> [Textauszug]:
⟨

Telefon: +49 911 1335-1335

Bundestagswahl am 27. September

Das braucht die Wirtschaft

Rahmenbedingungen für unternehmerisches Handeln deutlich verbessern – fordert der Bayerische Industrie- und Handelskammertag (BIHK).

Der Bundestagswahlkampf wird angesichts der Finanz- und Konjunkturkrise von Wirtschaftsthemen dominiert. Die Verstaatlichung der Hypo Real Estate, die finanziellen Hilfen für Opel und Quelle, der Rettungsschirm in Höhe von 500 Mrd. Euro – die Politik lehnt sich weit aus dem Fenster. Ob sie in allen Fällen richtig gehandelt hat und handelt, steht allerdings auf einem anderen Blatt. Das Klima in der Wirtschaft ist jedenfalls angespannt. Manch ein mittelständischer Unternehmer fühlt sich angesichts der Unterstützung für die Großunternehmen verraten und verkauft. Auch der BIHK sieht an etlichen Stellen Verbesserungsbedarf. Er fordert, dass die Regierungsparteien nach der Wahl endlich bereit und mutig genug sind, sinnvolle Reformen anzustoßen. Reformen, die die Wirtschaft voranbringen. Und damit ganz Bayern und ganz Deutschland.

⟩

> [Vorliegende Einträge]:
⟨

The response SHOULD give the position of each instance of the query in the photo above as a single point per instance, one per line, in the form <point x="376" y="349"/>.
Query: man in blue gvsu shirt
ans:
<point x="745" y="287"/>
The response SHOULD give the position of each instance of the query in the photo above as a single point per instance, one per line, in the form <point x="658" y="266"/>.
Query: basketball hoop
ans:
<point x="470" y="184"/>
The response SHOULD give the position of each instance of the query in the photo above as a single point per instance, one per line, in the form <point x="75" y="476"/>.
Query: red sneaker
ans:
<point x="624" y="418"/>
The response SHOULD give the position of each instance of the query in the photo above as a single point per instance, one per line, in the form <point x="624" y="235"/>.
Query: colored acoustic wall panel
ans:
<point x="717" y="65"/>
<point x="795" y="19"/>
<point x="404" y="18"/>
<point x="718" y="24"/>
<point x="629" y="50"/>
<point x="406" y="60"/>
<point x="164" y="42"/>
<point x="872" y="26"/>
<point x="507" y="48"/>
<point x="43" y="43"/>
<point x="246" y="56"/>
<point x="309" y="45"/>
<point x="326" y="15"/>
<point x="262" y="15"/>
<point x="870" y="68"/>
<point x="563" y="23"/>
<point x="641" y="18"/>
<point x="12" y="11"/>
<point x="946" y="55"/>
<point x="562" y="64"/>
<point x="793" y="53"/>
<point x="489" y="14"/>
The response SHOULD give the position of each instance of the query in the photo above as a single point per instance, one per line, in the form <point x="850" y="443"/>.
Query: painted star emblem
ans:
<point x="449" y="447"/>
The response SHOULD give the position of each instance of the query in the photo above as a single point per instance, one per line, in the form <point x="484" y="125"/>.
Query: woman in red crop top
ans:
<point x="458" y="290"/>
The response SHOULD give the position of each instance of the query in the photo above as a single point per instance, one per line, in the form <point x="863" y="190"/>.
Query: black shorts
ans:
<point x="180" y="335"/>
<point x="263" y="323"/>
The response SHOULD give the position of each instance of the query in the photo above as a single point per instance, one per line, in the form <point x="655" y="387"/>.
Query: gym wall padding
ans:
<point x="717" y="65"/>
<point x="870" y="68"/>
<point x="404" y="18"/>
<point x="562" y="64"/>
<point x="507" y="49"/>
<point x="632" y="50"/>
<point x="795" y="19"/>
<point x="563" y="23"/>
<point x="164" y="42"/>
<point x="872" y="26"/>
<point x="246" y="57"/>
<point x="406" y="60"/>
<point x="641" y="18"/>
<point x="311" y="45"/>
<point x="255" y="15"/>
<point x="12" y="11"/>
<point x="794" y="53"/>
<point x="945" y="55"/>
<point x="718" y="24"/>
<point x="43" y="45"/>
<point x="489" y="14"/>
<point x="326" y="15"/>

⟩
⟨

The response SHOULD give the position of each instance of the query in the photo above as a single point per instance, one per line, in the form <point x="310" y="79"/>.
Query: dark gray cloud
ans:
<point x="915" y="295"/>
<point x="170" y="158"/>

⟩

> [Zu erledigen]:
[1] Gib den Textauszug von „Telefon: +49 911“ bis „und Handelskammertag (BIHK).“ erneut wieder und ersetze dabei „Wirtschaft“ durch „Industrie“.
[2] Erkläre in ein bis drei Sätzen, warum sich laut dem Textauszug manch ein mittelständischer Unternehmer verraten und verkauft fühlt.
[3] Wie hoch ist laut dem Textauszug der Rettungsschirm?

> [Die Ergebnisse]:
[1]
Telefon: +49 911 1335-1335

Bundestagswahl am 27. September

Das braucht die Industrie

Rahmenbedingungen für unternehmerisches Handeln deutlich verbessern – fordert der Bayerische Industrie- und Handelskammertag (BIHK).

[2] Manch ein mittelständischer Unternehmer fühlt sich verraten und verkauft, weil die Politik die Großunternehmen unterstützt.

[3] 500 Mrd. Euro.